REQUIRED WORK :: Copy the passage of the reflection on the novel Laundry that begins at the words "Yutzi is a teenager" and ends after "their own daughter.", changing "torturer" to "tormentor".

Linda Clark-Borre

Those Who Render Us Visible

11/04/2012 12:18


Thank God for them.

I thought of this as I read a book for our congregation’s book club. Laundry is a novel by Israeli writer Suzane Adam.  In brief, it’s about five-year-old Ildiko, a child of Holocaust survivors, who is emotionally and physically tormented by neighbor Yutzi, the beautiful object of her admiration and affections.

 Yutzi is a teenager whom she trusts and desires as a role model.  Confused and unable to assimilate the older girl’s subtle, then more obvious torturous acts, the child begins to withdraw. Her own small body betrays the little girl as Yutzi herself does, imposing nervous symptoms that create still more suffering.  Periods of prolonged confinement to her bedroom accompany  Ildiko’s emotional withdrawal, thereby mystifying everyone in the child’s world, except, of course, her torturer.  

Yutzi the abuser is painstaking clever in her relations to others, including the child’s parents, who not only welcome her into their home but treat Yutzi as their own daughter.

Ildiko’s parents care about their daughter’s pain, and in fact adore her. But they themselves are too distracted by the immensity of their own grief and loss to see fully what is happening before their eyes in the small, overwhelmed form of their child.  To her parents, Ildiko is a little girl afflicted with symptoms that need curing.  Evidence of abuse are there in the form of illness and nervous symptoms, but are dismissed for reasons familiar to many children suffering from the effects of having been born into families torn apart in other ways by events that are what the poet Rilke calls “unsayable,” in this case, the Holocaust.

I am not doing the synopsis full justice, but this isn’t about the book, it’s about what the novel made me think about – the tragedy of the invisible child, the one who is never seen for who he or she really is. Whose pain is never acknowledged, much less accepted.  There is often a "legitimate" reason, as in the case of Ildiko’s parents. If one has suffered in some “ultimate” way, everyday personal trials pale in comparison.  In worst cases, the boundaries of all-too-human lives before you become indistinct, or fade away altogether.  Whatever and whomever stands before us is nothing like the Ultimate of the worst of one’s personal experience.

SOURCE MATERIAL ::
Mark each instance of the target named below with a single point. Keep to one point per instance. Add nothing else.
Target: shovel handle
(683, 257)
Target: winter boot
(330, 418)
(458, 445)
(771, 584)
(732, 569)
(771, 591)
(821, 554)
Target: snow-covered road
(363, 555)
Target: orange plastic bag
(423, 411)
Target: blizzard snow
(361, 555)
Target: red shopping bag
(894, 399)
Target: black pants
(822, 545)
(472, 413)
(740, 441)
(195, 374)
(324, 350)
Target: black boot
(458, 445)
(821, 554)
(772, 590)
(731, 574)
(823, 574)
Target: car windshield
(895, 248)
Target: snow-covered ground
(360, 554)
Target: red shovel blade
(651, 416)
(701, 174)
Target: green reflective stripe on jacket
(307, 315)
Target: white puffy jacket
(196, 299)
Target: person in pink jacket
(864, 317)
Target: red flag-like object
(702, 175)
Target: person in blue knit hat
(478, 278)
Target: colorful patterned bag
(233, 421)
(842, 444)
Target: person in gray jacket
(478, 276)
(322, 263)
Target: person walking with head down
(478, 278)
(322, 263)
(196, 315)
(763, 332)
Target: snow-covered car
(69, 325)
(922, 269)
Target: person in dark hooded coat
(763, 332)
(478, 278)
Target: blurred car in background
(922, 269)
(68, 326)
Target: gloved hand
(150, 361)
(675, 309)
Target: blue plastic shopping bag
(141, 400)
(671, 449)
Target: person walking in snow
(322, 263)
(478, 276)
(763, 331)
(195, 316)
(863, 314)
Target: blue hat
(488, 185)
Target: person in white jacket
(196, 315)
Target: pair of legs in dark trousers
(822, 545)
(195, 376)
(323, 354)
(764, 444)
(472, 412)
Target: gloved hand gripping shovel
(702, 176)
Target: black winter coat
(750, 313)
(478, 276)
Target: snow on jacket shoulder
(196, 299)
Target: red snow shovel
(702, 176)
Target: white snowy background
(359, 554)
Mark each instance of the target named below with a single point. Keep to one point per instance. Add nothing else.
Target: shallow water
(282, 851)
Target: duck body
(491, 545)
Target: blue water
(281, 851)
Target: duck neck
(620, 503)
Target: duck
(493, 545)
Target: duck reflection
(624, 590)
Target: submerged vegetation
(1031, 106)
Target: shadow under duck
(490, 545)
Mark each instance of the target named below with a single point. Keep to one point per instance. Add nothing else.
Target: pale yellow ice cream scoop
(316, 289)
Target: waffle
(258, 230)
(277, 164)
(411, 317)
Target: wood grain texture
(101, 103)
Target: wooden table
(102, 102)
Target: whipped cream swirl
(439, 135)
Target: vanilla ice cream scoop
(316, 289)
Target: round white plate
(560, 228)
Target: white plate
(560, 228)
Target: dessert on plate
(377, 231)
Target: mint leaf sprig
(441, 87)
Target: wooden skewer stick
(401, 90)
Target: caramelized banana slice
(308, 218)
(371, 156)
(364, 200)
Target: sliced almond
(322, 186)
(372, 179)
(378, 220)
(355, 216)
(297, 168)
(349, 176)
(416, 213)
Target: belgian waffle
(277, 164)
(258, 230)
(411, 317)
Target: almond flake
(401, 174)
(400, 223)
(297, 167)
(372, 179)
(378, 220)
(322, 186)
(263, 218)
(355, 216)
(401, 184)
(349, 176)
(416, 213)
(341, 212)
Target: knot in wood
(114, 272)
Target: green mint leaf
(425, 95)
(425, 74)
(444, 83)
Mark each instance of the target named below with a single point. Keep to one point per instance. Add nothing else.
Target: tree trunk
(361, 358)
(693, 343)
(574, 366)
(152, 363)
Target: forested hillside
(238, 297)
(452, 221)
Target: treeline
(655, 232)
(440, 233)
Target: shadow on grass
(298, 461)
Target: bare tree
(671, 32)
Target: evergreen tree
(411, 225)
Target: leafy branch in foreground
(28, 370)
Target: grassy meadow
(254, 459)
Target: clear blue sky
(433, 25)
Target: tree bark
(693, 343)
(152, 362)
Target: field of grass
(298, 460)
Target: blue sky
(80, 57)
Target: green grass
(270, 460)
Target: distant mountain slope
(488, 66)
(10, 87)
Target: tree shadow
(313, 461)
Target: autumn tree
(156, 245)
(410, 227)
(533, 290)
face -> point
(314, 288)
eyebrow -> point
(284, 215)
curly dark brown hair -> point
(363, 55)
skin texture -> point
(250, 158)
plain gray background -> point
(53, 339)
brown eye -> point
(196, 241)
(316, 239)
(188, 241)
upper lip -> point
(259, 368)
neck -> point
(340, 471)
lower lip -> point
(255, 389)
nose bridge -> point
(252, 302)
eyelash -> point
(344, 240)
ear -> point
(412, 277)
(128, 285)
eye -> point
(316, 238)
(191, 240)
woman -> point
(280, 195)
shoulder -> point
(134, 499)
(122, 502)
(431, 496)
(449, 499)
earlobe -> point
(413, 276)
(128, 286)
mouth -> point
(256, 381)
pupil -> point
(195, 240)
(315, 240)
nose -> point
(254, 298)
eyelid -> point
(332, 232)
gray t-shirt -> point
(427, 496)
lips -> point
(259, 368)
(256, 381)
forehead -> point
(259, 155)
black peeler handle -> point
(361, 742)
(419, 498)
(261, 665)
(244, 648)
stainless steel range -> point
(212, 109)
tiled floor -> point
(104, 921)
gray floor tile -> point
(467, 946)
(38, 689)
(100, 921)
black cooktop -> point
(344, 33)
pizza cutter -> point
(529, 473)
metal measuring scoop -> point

ANSWER BOX ::
Yutzi is a teenager whom she trusts and desires as a role model.  Confused and unable to assimilate the older girl’s subtle, then more obvious torturous acts, the child begins to withdraw. Her own small body betrays the little girl as Yutzi herself does, imposing nervous symptoms that create still more suffering.  Periods of prolonged confinement to her bedroom accompany  Ildiko’s emotional withdrawal, thereby mystifying everyone in the child’s world, except, of course, her tormentor.  

Yutzi the abuser is painstaking clever in her relations to others, including the child’s parents, who not only welcome her into their home but treat Yutzi as their own daughter.